**What you will do:**
No pictures belong in the copy. Retype exactly, and only, the stretch of lines below from the one with "Each instance of the blurred background" through the one with "Query: blurred yellow flower".

Collected data entries

◆ ◆ ◆

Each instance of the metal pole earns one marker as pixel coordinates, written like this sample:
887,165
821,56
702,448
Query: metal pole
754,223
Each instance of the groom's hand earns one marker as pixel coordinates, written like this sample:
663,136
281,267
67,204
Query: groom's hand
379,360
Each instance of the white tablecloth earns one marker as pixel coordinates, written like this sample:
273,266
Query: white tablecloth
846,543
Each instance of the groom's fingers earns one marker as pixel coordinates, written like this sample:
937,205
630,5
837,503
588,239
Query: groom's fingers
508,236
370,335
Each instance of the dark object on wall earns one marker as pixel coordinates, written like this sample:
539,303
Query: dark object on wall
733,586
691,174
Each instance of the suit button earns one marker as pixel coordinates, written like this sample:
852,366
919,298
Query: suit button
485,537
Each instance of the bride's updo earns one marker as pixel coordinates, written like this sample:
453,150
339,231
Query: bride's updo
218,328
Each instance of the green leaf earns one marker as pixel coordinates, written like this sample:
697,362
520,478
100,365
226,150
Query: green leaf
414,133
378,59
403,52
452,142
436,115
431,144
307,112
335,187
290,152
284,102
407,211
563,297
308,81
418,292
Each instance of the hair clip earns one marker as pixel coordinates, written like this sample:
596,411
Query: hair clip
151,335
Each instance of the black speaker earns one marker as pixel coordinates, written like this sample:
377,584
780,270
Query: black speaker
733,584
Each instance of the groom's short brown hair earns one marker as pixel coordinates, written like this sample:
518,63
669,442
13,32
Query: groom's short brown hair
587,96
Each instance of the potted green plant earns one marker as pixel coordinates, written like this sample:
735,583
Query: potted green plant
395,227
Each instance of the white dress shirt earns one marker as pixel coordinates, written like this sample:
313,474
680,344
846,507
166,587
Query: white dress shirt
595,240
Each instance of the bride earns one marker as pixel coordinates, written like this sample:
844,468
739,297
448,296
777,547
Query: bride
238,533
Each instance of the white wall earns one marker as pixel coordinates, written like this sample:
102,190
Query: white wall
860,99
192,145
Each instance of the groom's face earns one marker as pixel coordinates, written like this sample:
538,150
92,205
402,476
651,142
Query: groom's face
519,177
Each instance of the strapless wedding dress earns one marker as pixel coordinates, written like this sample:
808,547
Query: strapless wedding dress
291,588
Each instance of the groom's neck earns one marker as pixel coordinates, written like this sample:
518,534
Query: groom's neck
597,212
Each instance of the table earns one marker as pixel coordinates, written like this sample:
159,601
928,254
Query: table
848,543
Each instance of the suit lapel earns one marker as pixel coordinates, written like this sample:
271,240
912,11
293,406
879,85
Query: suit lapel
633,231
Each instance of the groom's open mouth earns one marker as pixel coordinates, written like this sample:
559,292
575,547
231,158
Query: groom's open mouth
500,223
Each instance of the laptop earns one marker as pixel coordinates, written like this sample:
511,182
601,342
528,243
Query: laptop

◆ ◆ ◆

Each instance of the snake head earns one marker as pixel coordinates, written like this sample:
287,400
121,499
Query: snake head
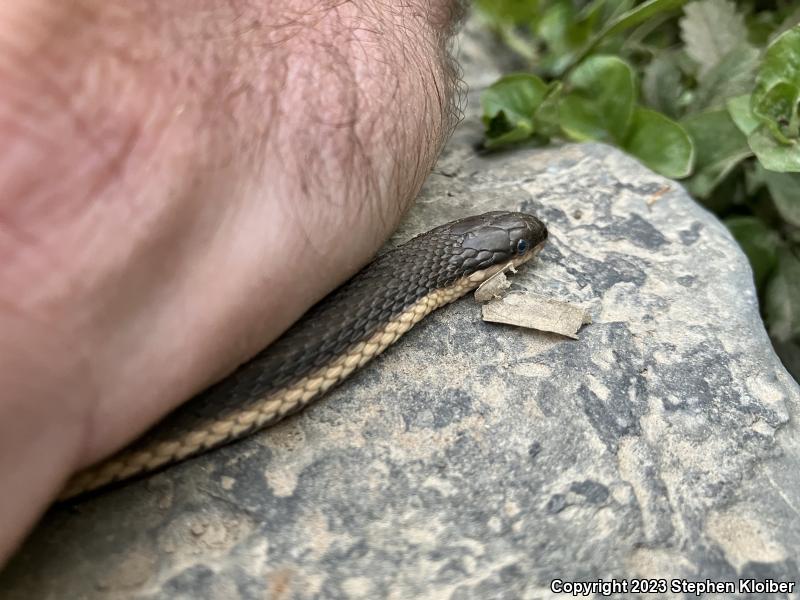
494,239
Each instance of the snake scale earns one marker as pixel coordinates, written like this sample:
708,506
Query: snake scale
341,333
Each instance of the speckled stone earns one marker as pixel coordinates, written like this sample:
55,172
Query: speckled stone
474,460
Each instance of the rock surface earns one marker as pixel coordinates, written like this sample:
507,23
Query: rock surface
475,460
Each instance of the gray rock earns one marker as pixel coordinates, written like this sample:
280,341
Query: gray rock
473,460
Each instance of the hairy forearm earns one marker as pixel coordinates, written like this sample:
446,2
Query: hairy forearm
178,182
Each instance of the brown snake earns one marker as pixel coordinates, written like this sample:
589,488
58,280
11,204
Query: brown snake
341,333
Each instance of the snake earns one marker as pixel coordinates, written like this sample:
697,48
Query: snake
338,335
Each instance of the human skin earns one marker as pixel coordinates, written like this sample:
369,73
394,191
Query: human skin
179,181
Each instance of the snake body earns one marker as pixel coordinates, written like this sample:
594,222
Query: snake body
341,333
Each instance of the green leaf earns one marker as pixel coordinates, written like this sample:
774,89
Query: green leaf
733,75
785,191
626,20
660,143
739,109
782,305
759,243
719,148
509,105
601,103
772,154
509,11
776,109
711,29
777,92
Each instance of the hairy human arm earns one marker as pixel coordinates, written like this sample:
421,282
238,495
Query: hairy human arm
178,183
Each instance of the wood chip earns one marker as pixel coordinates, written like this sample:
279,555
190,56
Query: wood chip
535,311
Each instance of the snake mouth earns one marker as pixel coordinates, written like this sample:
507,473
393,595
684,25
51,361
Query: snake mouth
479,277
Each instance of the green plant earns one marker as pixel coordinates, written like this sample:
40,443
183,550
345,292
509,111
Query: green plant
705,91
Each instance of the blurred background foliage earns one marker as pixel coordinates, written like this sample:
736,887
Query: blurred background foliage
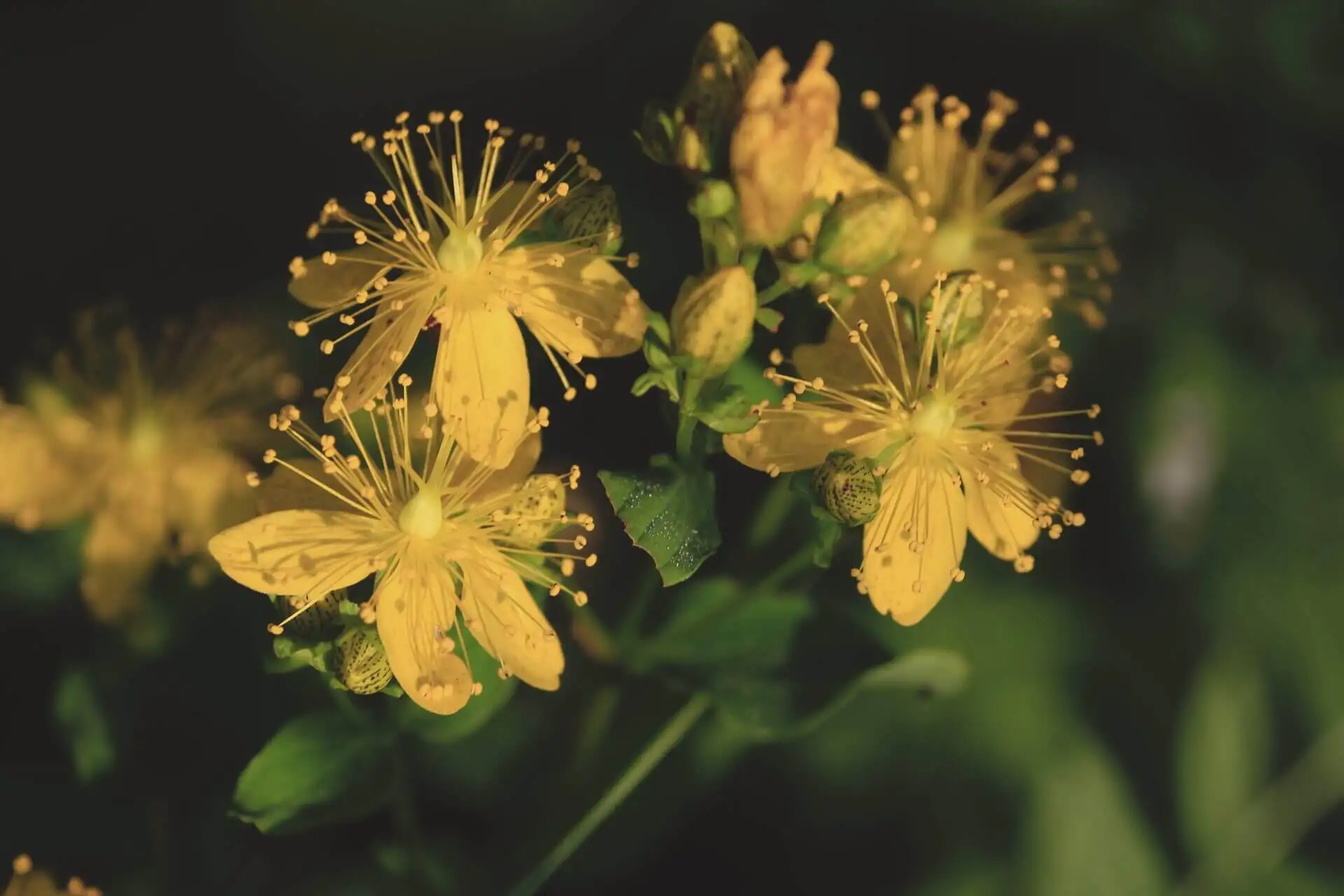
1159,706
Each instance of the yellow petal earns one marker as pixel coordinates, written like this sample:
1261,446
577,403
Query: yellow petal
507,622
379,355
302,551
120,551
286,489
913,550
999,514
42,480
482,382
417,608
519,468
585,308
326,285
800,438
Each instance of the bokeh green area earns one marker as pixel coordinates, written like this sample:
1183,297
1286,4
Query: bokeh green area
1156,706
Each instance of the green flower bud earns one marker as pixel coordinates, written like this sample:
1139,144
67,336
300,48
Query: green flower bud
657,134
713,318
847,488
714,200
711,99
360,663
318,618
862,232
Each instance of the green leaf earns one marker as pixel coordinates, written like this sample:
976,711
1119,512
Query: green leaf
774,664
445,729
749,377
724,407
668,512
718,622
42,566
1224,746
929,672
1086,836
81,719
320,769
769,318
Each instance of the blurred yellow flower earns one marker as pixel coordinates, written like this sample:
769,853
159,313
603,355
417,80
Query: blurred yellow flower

◆ ◆ ◆

**Answer area:**
Each instance of the blurred background foliage earns one marker as pixel coordinates, written like this sample:
736,887
Query: blurred background foliage
1159,706
Each instance of the yellow petal earns one marker as pixel coordinates, written like this sample:
1261,446
577,403
Query: yellow petal
507,622
379,355
302,551
120,551
286,489
913,550
999,514
42,480
482,382
417,608
519,468
585,308
326,285
800,438
Each instance of the bokeh green area earns one marker as pixel coordinates, written like this sample:
1183,297
1286,4
Query: bokeh green area
1156,706
Each instance of the green flower bud earns one marker as pixel coordinates, written like this sample:
1139,144
67,336
300,48
Query: green flower bud
657,134
713,318
847,488
714,200
711,99
360,663
318,618
862,232
Each instance of the green leaf earns one marker as pixel coordinates, written like this sample:
976,711
1119,512
Query: green leaf
774,664
445,729
749,377
724,407
668,512
718,622
42,566
1224,746
929,672
1086,836
81,719
320,769
769,318
Each instance of the blurred yellow flower earns one marker as pixel coordinates, written like this sample:
769,853
159,313
603,355
417,80
Query: blurred yellow flower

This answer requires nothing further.